Please copy the passage below on DeSantis's campaign troubles starting at "The campaign of" and ending at "attracting congressional endorsements.", swapping "memo" for "statement".

● **SOURCE EXCERPT**:
§
But DeSantis has stumbled in recent weeks, most recently — and visibly — on Wednesday with a glitchy campaign launch on Twitter Spaces.
His missteps, which have been accompanied by a slide in the polls, have been mocked by Trumpworld and Democrats alike.
But the negative attention has the rest of the GOP field emboldened, too, as they compete to be the next best alternative to Trump.
The campaign of former South Carolina Gov. Nikki Haley released a memo this week painting DeSantis as nothing more than a “mini-Trump.”
“Today, DeSantis is echoing Trump on everything from policy to his body language and hand gestures,” her campaign manager claimed.
The memo is as much a rebuke of Trump as it is DeSantis as Haley appeals to voters “tired of all the drama of the past.”
But it also underscores the opening 2024 hopefuls are seeing in what had long been considered a two-man race.
Never Back Down, the super PAC supporting DeSantis, insists the primary is still between the governor and Trump and points out that DeSantis only announced his run this week. Yet for months, he’s faced scrutiny over everything from his eating habits to his difficulty attracting congressional endorsements.
More troublesome for DeSantis is his slip in the polls — he at one point trailed Trump by around 15 points, on average, a gap that has since widened to more than 35.
§
● **DATA LISTING**:

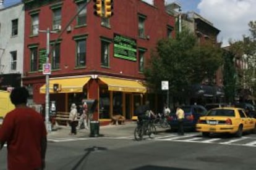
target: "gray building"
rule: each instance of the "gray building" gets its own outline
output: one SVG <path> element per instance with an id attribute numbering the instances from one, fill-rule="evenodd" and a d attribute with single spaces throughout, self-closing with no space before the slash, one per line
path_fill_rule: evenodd
<path id="1" fill-rule="evenodd" d="M 0 89 L 22 84 L 24 44 L 23 3 L 4 7 L 0 1 Z"/>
§
● **RESPONSE TO THE TASK**:
The campaign of former South Carolina Gov. Nikki Haley released a statement this week painting DeSantis as nothing more than a “mini-Trump.”
“Today, DeSantis is echoing Trump on everything from policy to his body language and hand gestures,” her campaign manager claimed.
The statement is as much a rebuke of Trump as it is DeSantis as Haley appeals to voters “tired of all the drama of the past.”
But it also underscores the opening 2024 hopefuls are seeing in what had long been considered a two-man race.
Never Back Down, the super PAC supporting DeSantis, insists the primary is still between the governor and Trump and points out that DeSantis only announced his run this week. Yet for months, he’s faced scrutiny over everything from his eating habits to his difficulty attracting congressional endorsements.